╭──
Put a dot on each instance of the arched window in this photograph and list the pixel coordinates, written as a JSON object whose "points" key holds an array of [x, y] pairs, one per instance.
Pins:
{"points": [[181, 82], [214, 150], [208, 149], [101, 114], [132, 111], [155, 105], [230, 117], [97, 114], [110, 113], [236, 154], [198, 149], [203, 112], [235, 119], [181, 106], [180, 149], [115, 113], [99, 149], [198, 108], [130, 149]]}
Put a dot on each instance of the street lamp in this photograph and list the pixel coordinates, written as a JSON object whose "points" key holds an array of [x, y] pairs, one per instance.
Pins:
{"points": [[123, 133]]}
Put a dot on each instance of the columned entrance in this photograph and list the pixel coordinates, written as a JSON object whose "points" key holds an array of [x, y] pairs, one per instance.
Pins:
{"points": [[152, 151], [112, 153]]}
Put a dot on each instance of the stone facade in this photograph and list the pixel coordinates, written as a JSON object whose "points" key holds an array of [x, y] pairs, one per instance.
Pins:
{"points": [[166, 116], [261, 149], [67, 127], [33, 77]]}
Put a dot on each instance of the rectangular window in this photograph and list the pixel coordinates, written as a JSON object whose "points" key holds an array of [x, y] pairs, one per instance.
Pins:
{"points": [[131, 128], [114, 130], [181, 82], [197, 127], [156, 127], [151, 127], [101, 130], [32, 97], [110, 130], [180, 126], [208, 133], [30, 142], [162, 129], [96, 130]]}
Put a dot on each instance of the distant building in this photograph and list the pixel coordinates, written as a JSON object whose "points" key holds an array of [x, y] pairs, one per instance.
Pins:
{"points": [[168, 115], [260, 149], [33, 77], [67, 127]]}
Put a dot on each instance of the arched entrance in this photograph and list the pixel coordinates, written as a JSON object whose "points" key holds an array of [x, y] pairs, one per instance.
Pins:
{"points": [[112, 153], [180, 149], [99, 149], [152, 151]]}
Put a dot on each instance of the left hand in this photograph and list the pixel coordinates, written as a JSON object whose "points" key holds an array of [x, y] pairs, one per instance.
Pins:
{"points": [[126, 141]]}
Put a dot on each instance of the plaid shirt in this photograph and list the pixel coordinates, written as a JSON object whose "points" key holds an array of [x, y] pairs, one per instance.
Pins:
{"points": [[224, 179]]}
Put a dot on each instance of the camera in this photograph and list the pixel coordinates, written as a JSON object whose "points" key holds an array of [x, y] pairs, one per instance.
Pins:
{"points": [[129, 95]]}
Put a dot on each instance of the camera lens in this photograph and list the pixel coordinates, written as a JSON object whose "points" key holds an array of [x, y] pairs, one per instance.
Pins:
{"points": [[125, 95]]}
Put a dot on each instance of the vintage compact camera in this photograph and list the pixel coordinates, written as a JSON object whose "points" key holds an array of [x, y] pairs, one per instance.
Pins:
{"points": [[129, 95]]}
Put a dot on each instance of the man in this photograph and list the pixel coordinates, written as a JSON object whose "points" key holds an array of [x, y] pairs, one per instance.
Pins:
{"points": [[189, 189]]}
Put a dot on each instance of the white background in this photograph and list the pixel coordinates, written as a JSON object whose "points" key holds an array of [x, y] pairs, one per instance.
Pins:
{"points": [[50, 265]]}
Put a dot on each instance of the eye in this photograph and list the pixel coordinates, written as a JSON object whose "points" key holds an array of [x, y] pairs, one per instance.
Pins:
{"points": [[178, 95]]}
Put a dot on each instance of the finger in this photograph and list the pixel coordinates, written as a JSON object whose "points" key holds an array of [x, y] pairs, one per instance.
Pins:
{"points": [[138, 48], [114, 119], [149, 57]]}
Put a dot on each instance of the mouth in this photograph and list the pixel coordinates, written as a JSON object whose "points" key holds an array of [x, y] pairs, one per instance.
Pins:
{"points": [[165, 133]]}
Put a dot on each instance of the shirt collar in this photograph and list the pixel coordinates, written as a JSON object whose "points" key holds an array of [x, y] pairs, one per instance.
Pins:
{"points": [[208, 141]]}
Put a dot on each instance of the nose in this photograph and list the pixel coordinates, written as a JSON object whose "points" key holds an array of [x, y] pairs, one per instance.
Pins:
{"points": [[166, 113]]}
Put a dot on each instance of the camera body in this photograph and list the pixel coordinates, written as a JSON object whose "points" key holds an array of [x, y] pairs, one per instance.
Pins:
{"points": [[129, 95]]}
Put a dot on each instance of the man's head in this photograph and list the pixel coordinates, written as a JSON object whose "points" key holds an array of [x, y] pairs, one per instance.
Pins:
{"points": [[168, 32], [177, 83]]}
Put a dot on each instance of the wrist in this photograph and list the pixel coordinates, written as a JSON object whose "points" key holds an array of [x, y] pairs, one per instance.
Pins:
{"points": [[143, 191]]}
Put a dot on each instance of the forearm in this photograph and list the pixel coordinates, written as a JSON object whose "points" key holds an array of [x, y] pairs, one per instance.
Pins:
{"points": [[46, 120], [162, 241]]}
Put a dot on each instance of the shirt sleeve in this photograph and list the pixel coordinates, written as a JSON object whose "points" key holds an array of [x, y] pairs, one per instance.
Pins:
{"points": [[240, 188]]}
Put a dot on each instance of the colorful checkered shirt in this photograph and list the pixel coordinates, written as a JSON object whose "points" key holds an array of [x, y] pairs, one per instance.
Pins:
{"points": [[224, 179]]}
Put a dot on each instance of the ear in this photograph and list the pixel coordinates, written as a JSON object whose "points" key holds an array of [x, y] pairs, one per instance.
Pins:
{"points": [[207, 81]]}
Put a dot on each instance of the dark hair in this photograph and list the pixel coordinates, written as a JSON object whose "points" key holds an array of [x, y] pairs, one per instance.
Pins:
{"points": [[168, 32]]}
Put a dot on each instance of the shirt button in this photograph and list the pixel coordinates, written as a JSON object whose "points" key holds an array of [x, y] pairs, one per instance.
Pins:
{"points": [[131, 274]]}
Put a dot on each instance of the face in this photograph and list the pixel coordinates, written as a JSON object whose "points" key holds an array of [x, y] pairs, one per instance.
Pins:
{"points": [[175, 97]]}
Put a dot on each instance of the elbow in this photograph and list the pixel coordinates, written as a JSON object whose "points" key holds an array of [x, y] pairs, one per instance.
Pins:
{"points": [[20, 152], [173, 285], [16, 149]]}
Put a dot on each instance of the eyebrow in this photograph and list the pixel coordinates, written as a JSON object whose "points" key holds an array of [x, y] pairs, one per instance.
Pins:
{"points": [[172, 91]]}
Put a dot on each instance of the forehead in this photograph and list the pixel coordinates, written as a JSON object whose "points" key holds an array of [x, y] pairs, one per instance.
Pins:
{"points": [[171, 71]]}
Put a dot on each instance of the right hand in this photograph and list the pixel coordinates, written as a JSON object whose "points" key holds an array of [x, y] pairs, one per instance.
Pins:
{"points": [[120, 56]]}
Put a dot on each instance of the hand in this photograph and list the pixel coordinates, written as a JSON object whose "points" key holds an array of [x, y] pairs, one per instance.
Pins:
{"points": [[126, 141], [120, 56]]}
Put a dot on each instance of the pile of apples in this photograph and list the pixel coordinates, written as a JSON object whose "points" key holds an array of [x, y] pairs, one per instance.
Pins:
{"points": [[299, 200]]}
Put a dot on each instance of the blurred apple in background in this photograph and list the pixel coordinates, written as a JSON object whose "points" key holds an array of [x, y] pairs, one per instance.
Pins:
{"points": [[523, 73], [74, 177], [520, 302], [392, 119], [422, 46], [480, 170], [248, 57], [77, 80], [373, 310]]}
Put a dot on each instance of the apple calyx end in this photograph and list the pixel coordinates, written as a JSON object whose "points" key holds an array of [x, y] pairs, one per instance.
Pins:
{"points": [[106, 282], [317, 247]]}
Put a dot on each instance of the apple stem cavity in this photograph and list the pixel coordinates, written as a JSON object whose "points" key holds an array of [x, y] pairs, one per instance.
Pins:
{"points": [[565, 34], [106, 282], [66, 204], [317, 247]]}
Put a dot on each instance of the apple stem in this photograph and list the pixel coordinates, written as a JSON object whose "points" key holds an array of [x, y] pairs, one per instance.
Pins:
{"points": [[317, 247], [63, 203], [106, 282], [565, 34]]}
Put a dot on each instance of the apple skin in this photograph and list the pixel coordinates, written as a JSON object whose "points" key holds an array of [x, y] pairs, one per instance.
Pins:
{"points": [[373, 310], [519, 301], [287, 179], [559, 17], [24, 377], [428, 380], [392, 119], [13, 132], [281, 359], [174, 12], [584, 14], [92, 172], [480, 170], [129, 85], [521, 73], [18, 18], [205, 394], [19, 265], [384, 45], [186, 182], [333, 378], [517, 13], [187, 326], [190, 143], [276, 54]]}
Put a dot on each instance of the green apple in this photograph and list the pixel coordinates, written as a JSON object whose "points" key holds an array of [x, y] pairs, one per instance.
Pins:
╰──
§ TASK TO COMPLETE
Reproduce only the lines from the line containing "Put a dot on each instance of the apple skin" to the last line of the material above, both of those lines included.

§ THE RESULT
Put a dot on each instance of the apple skin in this photograph and list the pixel coordinates, written as a JSON object whose "points" key holds an array of [x, y] pairs, one per instance.
Pins:
{"points": [[373, 310], [519, 301], [287, 179], [559, 17], [24, 377], [428, 380], [392, 119], [13, 132], [281, 359], [174, 12], [584, 14], [92, 172], [480, 170], [129, 85], [521, 73], [18, 18], [205, 394], [19, 265], [384, 45], [186, 182], [333, 378], [517, 13], [187, 326], [190, 143], [276, 54]]}
Put a dot on each instance of the green apple in this photograph and list the pixel coordinates, written as a JSON object whose "points" key holds an array of [x, y] pairs, one per instance.
Pins:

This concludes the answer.